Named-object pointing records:

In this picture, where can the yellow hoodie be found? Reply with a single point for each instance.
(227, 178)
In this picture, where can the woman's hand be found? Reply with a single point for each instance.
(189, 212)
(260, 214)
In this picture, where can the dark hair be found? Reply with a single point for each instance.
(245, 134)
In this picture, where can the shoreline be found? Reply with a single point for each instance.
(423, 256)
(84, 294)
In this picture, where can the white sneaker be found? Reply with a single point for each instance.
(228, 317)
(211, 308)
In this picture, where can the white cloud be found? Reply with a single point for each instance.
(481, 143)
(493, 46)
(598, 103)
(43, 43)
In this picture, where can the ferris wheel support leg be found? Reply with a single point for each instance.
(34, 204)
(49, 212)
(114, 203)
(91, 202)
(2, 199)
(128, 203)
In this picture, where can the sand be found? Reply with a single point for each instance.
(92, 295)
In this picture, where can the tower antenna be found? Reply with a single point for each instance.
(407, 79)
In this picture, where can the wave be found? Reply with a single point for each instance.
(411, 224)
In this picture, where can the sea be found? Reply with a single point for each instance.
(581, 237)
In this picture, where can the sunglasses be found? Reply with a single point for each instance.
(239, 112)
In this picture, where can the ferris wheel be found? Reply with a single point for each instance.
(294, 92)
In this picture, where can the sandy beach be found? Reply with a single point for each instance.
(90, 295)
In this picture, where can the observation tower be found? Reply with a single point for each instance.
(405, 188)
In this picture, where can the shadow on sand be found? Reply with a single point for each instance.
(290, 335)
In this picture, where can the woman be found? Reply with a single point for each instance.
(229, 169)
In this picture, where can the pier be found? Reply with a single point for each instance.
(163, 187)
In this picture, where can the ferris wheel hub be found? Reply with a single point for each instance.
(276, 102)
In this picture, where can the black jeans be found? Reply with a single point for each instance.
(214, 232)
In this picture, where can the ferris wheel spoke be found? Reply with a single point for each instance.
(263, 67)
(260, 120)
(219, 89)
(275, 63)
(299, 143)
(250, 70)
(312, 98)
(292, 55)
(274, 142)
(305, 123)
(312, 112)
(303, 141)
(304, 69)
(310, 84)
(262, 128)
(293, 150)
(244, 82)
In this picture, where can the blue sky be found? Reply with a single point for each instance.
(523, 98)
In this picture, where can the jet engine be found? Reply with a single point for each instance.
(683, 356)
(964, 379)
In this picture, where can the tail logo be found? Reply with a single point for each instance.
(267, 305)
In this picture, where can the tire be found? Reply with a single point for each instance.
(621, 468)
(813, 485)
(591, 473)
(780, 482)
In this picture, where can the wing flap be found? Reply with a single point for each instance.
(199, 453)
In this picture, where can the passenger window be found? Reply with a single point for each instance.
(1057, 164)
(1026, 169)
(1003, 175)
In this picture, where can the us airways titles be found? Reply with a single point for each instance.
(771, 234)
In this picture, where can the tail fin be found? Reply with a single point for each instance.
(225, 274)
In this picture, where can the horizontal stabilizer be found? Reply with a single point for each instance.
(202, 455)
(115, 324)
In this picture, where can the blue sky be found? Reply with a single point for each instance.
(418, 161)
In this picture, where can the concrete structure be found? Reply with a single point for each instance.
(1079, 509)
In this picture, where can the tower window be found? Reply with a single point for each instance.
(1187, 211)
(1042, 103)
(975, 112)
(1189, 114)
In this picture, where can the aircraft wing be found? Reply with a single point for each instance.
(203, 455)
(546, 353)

• _TASK REQUIREMENTS_:
Write out the full listing exactly as given.

• _ANSWER TO THIS TASK_:
In this picture, where can the yellow hoodie be found? Reply with a single point for each instance.
(227, 178)
In this picture, where can the woman's hand be found? Reply with a single point for each instance.
(189, 212)
(260, 214)
In this picture, where can the dark hair be found? Reply with a single point for each instance.
(245, 134)
In this picture, where can the shoreline be found? Reply with a single point for each instance.
(423, 256)
(84, 294)
In this picture, where can the white sneaker be found? Reply with a single point for each instance.
(228, 317)
(211, 308)
In this picture, where can the white cloud be found? Reply with a single point for each instance.
(481, 143)
(493, 46)
(598, 103)
(43, 43)
In this picture, where can the ferris wheel support leg be found? Reply with a single point for each instance.
(34, 204)
(49, 212)
(114, 203)
(91, 202)
(2, 199)
(128, 203)
In this picture, where can the sand be found? Reply with a single point for each instance.
(92, 295)
In this picture, where can the tower antenna be found? Reply with a single point for each instance.
(407, 79)
In this picture, where can the wave be found? Reply with a single point for each instance.
(411, 224)
In this picture, where can the sea be found? Reply with a single point for each instance.
(581, 237)
In this picture, where can the sunglasses be found? Reply with a single point for each instance.
(239, 112)
In this picture, where can the ferris wheel be found? Reply with a single point for each instance.
(294, 92)
In this picture, where can the sandy beach be found? Reply with a single point for each instance.
(90, 295)
In this picture, where can the observation tower be found? Reply with a single point for each instance.
(405, 188)
In this picture, where can the shadow on sand be found? Reply with a single point for each instance.
(290, 335)
In this picture, where can the woman be found? Reply with a single point for each instance.
(229, 169)
In this picture, where can the pier be found? Reply with a single point for each instance.
(163, 187)
In this picture, where can the ferris wheel hub be found? Reply with a single point for each instance.
(276, 102)
In this picture, where can the black jeans be found? Reply with a single point for each instance.
(214, 232)
In this picture, where can the ferris wheel spoke be found? Reply with a single point for each instance.
(263, 67)
(260, 120)
(219, 89)
(275, 63)
(299, 143)
(250, 70)
(312, 98)
(292, 55)
(274, 142)
(305, 123)
(312, 112)
(303, 141)
(304, 69)
(310, 84)
(262, 128)
(293, 150)
(244, 82)
In this picture, where can the blue sky be found? Reply with a single point for each instance.
(523, 98)
In this picture, where can the jet engine be found? Reply with a single point for each instance.
(683, 356)
(964, 379)
In this picture, where can the tail logo be found? Reply with a single point for each instance.
(267, 305)
In this picture, where can the tire be found? Reply with a single point for each instance.
(621, 468)
(813, 485)
(591, 473)
(780, 482)
In this picture, where can the wing flap be found? Reply with a single point for each instance.
(199, 453)
In this picture, where can the passenger window be found? Reply with a single point for each instance.
(1057, 164)
(1026, 169)
(1003, 175)
In this picture, where can the us airways titles be found? Reply with a single point for each instance.
(771, 234)
In this picture, where can the tail fin be found? Reply with a single point for each instance.
(225, 274)
In this picture, where can the horizontal stabilizer be found? Reply with a single point for each instance.
(202, 455)
(115, 324)
In this picture, where can the blue sky be found? Reply with a single point for each instance.
(418, 161)
In this picture, where can the concrete structure be found? Reply with a single point for each instance.
(1079, 509)
In this picture, where can the tower window be found? Reply with a single point for each instance.
(1187, 211)
(1042, 103)
(975, 112)
(1189, 114)
In this picture, where can the aircraft wing be found? Reply with a single point for each instance.
(203, 455)
(546, 353)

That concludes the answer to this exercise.